Please reproduce everything from the line containing "query | child's face" down to the end of the records below, requests included. Scale every coordinate in the answers by 1.8 and round to whole numbers, with halves rounded up.

Extracted records.
= = =

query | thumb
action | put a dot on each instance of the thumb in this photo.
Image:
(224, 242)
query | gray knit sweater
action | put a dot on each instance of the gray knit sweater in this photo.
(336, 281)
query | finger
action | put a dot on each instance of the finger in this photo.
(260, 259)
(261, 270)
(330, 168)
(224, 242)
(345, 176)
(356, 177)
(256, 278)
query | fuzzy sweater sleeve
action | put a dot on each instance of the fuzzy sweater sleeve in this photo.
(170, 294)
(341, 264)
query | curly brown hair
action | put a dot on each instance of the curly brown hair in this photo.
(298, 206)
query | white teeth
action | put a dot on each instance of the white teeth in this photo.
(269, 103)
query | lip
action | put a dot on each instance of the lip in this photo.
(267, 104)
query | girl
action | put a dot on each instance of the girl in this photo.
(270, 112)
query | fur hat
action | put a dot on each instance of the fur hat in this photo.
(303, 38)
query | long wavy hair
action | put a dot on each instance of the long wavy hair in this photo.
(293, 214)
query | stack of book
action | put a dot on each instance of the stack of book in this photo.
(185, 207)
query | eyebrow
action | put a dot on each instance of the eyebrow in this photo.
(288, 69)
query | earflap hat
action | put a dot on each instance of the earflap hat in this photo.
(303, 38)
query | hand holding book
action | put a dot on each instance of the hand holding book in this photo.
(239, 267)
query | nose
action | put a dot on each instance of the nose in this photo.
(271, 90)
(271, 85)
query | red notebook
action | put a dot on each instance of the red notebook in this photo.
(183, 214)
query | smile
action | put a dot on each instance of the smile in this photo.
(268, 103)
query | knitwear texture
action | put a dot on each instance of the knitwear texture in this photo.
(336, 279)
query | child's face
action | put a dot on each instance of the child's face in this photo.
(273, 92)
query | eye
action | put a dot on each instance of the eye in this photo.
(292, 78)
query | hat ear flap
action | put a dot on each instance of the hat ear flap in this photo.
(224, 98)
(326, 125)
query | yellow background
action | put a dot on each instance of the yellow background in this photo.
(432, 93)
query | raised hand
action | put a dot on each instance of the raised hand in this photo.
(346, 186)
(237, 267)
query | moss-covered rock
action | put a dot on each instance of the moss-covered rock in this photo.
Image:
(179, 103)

= = =

Exercise answer.
query | child's face
action | put a dot on each instance of the child's face in this photo.
(491, 166)
query | eye
action | put a dot on each instance of the eye in this photo.
(526, 140)
query | hat ear flap
action | put a dot on each instance of the hat ear flap in this photo.
(403, 176)
(587, 225)
query | yellow background
action | put a dot on each instance of the yellow background in this photo.
(778, 167)
query | raised hand
action | put a dot on each instance of the raised hand in this photo.
(623, 335)
(427, 481)
query | moss-covered rock
action | put a dot on each instance of the moss-covered rock in this photo.
Image:
(322, 185)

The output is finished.